═════ Supplied records

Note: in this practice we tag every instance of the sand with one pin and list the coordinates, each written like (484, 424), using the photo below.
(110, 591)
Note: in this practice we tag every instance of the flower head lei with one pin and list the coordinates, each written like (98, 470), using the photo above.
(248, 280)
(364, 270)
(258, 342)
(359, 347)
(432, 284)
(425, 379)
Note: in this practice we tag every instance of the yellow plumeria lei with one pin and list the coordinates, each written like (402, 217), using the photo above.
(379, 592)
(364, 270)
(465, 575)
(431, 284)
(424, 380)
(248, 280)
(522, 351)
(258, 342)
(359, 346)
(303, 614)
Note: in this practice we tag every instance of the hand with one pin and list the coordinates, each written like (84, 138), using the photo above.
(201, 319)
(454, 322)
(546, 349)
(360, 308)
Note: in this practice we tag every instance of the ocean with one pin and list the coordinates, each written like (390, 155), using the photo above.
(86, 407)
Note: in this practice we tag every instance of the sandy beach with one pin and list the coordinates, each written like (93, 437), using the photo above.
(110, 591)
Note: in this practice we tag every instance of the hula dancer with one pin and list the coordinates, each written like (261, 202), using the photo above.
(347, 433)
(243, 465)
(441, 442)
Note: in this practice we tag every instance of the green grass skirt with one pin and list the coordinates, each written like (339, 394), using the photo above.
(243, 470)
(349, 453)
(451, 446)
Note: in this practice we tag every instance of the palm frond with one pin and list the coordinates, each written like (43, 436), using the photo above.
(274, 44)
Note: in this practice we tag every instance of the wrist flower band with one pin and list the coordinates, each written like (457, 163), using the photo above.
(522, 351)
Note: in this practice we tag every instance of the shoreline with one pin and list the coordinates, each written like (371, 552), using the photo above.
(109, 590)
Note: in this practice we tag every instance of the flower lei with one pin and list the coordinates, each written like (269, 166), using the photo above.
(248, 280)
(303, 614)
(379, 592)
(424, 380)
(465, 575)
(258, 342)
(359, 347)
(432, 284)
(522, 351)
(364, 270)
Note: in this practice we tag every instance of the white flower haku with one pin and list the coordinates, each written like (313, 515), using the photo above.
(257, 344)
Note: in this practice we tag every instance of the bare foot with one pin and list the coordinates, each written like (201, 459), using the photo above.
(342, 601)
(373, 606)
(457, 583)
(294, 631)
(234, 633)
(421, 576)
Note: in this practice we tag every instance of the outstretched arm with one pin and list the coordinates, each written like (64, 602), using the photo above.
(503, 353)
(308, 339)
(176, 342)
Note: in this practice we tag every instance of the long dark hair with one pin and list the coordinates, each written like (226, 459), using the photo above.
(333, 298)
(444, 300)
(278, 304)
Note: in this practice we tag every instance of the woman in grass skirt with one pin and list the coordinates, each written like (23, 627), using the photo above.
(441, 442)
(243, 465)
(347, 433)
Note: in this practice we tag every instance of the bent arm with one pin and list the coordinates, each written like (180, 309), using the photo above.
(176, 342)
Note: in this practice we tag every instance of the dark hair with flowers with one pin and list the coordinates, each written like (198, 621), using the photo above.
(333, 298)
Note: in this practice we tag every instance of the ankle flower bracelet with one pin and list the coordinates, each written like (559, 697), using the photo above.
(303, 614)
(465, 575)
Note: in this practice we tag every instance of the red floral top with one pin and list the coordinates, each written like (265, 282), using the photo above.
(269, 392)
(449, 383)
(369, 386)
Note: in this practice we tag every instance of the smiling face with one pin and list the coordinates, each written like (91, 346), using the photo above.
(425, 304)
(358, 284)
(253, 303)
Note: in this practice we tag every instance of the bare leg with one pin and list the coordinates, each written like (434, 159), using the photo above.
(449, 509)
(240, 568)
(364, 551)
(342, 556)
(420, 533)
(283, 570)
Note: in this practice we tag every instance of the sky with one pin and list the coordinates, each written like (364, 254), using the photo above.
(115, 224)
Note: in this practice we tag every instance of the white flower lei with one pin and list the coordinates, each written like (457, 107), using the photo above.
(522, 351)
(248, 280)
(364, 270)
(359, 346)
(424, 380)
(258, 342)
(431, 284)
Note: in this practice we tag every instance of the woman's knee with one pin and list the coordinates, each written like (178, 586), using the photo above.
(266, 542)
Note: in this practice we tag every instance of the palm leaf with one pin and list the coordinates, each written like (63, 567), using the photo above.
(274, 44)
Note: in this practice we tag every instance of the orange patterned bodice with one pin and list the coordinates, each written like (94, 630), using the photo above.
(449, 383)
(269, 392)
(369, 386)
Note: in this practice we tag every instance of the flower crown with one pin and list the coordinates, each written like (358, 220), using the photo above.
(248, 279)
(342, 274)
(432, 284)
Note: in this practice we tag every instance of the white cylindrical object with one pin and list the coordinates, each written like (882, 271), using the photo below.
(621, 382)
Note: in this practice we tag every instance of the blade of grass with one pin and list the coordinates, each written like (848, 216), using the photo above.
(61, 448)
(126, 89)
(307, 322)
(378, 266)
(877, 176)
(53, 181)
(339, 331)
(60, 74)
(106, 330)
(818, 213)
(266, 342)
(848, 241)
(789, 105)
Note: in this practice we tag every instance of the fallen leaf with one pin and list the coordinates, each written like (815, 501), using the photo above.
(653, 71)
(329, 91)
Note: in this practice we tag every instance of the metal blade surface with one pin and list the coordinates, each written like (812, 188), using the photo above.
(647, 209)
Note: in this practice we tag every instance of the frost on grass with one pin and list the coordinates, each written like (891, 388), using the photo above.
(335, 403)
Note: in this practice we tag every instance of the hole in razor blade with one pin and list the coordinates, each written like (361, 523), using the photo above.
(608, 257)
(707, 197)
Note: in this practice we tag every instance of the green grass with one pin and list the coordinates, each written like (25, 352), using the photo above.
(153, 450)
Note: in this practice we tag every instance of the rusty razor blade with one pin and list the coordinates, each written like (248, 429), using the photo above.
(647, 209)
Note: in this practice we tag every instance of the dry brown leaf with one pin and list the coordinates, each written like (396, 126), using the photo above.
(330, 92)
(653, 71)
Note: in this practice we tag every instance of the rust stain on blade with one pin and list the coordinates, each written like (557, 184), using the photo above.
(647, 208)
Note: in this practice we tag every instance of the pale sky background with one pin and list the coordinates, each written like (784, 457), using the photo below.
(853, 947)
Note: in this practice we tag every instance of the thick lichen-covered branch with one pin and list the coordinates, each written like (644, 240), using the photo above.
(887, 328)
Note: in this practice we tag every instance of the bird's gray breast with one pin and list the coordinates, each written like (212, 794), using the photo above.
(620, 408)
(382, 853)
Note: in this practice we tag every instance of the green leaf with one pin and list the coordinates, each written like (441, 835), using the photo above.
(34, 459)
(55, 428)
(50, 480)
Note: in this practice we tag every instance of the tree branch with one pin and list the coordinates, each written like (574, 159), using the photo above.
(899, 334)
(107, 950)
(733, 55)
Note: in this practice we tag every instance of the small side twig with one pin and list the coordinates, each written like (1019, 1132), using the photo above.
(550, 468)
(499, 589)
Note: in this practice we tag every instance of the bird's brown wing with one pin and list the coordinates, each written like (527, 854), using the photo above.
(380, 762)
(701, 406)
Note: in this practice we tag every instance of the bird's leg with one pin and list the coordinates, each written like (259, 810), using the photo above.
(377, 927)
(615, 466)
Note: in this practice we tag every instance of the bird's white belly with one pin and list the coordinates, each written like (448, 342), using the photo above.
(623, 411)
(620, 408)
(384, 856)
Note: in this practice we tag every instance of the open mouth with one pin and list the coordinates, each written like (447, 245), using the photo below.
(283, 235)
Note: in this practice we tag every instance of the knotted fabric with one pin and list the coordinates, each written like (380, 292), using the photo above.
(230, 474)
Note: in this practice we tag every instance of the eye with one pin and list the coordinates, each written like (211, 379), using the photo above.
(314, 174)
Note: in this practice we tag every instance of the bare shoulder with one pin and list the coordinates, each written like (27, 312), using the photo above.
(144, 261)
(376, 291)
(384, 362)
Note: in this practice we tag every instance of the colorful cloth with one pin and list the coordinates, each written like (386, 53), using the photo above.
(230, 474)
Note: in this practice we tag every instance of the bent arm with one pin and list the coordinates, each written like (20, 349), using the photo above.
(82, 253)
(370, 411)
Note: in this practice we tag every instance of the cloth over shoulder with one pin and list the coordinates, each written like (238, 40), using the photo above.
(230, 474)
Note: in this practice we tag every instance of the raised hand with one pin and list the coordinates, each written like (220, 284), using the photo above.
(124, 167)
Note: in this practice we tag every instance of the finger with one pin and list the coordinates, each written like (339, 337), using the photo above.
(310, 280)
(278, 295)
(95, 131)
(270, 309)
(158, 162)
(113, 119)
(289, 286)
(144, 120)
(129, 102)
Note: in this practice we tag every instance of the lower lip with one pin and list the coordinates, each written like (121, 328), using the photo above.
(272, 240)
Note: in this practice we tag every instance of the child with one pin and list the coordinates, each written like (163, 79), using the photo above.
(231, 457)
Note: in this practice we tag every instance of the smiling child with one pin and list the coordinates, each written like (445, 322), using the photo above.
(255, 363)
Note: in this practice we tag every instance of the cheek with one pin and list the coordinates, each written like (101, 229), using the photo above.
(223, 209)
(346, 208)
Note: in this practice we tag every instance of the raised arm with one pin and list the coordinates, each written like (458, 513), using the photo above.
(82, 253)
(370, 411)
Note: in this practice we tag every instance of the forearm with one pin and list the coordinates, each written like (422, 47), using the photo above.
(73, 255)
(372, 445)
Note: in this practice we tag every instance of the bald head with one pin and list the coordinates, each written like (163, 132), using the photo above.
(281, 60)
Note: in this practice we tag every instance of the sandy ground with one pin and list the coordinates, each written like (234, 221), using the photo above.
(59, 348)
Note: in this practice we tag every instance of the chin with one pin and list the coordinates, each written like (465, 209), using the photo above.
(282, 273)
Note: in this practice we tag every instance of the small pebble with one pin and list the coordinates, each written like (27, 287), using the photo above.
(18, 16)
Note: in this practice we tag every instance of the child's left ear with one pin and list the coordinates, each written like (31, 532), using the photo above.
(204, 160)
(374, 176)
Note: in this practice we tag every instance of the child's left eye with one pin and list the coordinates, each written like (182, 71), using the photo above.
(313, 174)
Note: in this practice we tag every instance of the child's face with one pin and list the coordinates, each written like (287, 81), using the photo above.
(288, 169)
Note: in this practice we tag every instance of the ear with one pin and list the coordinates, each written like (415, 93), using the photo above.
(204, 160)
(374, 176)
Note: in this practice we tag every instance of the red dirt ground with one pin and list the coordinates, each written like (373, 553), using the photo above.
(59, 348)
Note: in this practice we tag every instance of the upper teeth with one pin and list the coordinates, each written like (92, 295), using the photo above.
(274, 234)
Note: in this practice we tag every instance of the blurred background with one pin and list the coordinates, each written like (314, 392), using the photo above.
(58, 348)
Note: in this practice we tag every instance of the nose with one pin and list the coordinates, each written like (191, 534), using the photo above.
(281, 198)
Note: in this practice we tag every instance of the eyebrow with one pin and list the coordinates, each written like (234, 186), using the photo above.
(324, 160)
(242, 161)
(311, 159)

══════════

* [What the exercise asks] Quote only the lines from the line containing "Note: in this practice we tag every instance of the chin" through the end of the listing, please, keeping both the first and the last line.

* [Final result]
Note: in this practice we tag every instance of the chin with one pin and list the coordinates, each written like (465, 209), using the photo above.
(282, 273)
Note: in this practice we tag every instance of the small pebble with one pin and list the coordinates, each written like (27, 287), using the photo above.
(18, 16)
Note: in this practice we tag every instance of the child's left ear with one pin and list the coordinates, each written like (31, 532), using the photo above.
(204, 160)
(374, 176)
Note: in this practice we tag every instance of the child's left eye with one pin and list the coordinates, each written like (182, 71), using the photo above.
(313, 174)
Note: in this practice we tag every instance of the child's face with one pin and list the coordinates, each written like (287, 81), using the photo above.
(288, 169)
Note: in this practice we tag every instance of the ear with one pin and list the coordinates, each written like (415, 93), using the photo above.
(204, 160)
(374, 176)
Note: in this practice we tag every instance of the red dirt ground with one pin and list the coordinates, each written like (373, 553), using the photo above.
(59, 348)
Note: in this practice we tag every instance of the upper teeth with one pin and list the coordinates, each written like (92, 295), using the photo above.
(274, 234)
Note: in this practice we tag every instance of the blurred background with one pin and list the coordinates, each written like (314, 392), using the photo above.
(58, 348)
Note: in this practice we tag every instance of the nose with one pin and list the coordinates, each written like (191, 534), using the photo above.
(281, 198)
Note: in this practice we tag every instance of the eyebrow with one pin and list the coordinates, each written like (234, 186), using the photo above.
(324, 160)
(242, 161)
(311, 159)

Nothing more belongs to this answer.